==== TASK INPUT

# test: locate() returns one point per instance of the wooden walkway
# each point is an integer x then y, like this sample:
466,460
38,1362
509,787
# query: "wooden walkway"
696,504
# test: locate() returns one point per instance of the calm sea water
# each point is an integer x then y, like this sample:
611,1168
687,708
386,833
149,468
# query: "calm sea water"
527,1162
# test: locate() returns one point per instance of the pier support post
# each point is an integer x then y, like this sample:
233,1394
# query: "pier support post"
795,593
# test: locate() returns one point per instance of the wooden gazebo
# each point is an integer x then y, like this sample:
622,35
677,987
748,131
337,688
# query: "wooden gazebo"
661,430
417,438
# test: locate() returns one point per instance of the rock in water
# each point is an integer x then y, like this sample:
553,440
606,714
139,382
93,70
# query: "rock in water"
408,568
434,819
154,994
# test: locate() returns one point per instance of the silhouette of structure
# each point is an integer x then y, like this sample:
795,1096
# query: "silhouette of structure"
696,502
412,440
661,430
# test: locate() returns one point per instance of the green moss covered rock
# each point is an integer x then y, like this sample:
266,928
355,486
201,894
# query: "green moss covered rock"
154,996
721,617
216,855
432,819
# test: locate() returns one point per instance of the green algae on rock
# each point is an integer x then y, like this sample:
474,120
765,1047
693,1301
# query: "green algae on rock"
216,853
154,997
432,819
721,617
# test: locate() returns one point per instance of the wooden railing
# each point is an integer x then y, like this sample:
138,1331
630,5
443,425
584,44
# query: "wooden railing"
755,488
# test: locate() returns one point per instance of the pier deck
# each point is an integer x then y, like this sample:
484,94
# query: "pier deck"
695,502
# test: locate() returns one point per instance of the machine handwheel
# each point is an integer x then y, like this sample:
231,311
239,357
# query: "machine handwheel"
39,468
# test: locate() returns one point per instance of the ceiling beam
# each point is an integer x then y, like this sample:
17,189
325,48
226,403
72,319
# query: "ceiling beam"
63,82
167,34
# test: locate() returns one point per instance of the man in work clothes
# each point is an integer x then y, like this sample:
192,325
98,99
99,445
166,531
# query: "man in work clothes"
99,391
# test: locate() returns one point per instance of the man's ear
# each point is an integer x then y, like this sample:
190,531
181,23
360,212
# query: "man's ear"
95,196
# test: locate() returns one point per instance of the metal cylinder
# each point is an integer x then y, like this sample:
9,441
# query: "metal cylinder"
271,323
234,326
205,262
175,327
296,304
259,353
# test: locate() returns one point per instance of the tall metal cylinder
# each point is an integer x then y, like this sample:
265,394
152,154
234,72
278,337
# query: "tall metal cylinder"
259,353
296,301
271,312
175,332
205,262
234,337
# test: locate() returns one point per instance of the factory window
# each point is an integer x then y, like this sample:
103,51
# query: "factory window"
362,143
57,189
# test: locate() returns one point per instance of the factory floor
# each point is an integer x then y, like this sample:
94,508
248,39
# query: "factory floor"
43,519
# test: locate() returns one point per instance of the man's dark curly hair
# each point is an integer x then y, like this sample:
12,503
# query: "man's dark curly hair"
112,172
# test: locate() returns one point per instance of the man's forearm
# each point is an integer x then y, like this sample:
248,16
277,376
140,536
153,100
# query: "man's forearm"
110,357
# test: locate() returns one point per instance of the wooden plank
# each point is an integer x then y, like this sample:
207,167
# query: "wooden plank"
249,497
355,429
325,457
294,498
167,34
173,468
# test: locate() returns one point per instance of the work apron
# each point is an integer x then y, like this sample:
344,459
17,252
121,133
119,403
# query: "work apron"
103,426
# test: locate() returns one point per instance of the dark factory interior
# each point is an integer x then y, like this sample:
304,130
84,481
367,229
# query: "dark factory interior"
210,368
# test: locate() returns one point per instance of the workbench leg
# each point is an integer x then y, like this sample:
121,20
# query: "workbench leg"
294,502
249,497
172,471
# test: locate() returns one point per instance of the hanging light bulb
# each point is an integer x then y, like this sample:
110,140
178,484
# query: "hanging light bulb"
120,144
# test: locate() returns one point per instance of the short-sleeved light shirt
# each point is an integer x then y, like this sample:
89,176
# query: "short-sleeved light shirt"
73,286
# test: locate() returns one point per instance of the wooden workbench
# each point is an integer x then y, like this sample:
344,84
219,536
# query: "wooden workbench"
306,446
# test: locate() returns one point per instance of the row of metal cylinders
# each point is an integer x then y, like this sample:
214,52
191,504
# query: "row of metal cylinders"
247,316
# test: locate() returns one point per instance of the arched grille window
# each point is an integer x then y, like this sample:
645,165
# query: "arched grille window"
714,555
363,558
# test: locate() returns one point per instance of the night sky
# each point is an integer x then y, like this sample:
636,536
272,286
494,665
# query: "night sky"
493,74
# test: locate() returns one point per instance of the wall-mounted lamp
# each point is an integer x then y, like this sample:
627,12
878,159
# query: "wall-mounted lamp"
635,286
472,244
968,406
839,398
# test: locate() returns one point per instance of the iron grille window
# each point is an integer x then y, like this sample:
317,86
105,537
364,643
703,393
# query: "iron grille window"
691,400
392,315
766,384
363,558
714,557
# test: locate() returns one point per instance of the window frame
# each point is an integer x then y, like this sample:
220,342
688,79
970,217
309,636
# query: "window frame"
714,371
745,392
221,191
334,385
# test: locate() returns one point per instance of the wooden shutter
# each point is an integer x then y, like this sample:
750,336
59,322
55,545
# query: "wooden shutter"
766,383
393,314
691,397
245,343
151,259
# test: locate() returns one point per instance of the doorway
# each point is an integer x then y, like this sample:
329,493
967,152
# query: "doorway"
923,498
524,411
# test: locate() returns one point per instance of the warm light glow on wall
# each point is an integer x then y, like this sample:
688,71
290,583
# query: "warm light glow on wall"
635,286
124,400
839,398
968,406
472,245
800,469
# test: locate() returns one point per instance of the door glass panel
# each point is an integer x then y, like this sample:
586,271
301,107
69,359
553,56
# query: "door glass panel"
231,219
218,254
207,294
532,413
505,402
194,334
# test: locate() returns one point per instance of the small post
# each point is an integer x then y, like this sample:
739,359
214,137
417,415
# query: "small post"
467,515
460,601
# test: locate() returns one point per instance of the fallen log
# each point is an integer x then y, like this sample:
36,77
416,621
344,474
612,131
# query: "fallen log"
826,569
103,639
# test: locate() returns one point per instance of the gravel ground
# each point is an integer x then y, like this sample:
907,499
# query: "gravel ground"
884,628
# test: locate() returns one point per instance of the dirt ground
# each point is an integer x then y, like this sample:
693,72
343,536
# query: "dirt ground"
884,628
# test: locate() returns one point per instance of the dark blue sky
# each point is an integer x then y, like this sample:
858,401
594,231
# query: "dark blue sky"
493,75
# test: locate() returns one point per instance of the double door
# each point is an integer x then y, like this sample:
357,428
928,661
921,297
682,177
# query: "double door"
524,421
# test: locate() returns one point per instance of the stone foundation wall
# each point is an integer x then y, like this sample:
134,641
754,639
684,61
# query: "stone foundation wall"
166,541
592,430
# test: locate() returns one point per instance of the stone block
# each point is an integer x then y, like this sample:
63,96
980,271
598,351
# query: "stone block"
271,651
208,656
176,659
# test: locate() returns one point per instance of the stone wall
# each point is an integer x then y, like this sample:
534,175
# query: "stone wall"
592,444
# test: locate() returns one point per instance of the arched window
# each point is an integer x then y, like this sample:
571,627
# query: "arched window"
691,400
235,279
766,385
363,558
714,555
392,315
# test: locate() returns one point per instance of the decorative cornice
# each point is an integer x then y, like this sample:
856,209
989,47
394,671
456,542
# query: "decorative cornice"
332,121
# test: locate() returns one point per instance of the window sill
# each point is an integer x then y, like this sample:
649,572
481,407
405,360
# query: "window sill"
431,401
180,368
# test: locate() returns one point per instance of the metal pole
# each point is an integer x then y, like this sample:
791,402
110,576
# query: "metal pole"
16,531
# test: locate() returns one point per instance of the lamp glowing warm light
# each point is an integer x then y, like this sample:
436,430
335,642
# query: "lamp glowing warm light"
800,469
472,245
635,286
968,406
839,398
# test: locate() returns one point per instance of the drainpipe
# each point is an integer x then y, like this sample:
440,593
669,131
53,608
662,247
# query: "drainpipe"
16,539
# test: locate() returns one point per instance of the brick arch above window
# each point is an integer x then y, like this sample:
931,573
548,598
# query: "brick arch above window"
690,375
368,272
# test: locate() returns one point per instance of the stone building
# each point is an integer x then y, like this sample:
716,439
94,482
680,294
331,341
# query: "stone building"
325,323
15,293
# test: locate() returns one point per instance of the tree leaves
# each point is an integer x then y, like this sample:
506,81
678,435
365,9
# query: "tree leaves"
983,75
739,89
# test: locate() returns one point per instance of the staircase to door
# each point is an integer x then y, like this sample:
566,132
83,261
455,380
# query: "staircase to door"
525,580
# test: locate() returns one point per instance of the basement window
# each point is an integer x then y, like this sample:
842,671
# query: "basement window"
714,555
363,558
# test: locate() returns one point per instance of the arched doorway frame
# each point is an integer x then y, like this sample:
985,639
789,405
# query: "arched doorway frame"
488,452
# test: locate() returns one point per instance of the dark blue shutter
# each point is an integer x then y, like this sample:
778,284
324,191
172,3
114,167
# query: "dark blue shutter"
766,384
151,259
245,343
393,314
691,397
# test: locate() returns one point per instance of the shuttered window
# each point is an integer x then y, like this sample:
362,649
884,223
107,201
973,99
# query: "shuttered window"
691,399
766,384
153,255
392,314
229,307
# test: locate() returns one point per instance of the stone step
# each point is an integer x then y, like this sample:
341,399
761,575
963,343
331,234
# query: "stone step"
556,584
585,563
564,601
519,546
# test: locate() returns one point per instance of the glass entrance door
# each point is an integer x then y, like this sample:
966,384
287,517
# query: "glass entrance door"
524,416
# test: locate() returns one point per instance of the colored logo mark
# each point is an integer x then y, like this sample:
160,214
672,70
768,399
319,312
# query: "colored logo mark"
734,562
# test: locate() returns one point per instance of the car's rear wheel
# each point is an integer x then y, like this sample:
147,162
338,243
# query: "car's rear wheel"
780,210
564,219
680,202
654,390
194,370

========

- [THE EXERCISE]:
Make an exact copy of every line from the one with "# test: locate() returns one point per instance of the glass" to the end of the data, with the first and last of those lines included.

- [RESULT OF THE TASK]:
# test: locate() returns one point per instance of the glass entrance door
# each point is an integer x then y, like this sample:
966,384
287,517
# query: "glass entrance door"
524,416
# test: locate() returns one point per instance of the colored logo mark
# each point is an integer x then y, like this sample:
160,214
672,70
768,399
319,312
# query: "colored logo mark"
734,562
# test: locate() returns one point per instance of the car's rear wheel
# each point is an integer x then y, like this sample:
147,162
338,243
# query: "car's rear wheel"
780,210
564,219
680,202
654,390
194,370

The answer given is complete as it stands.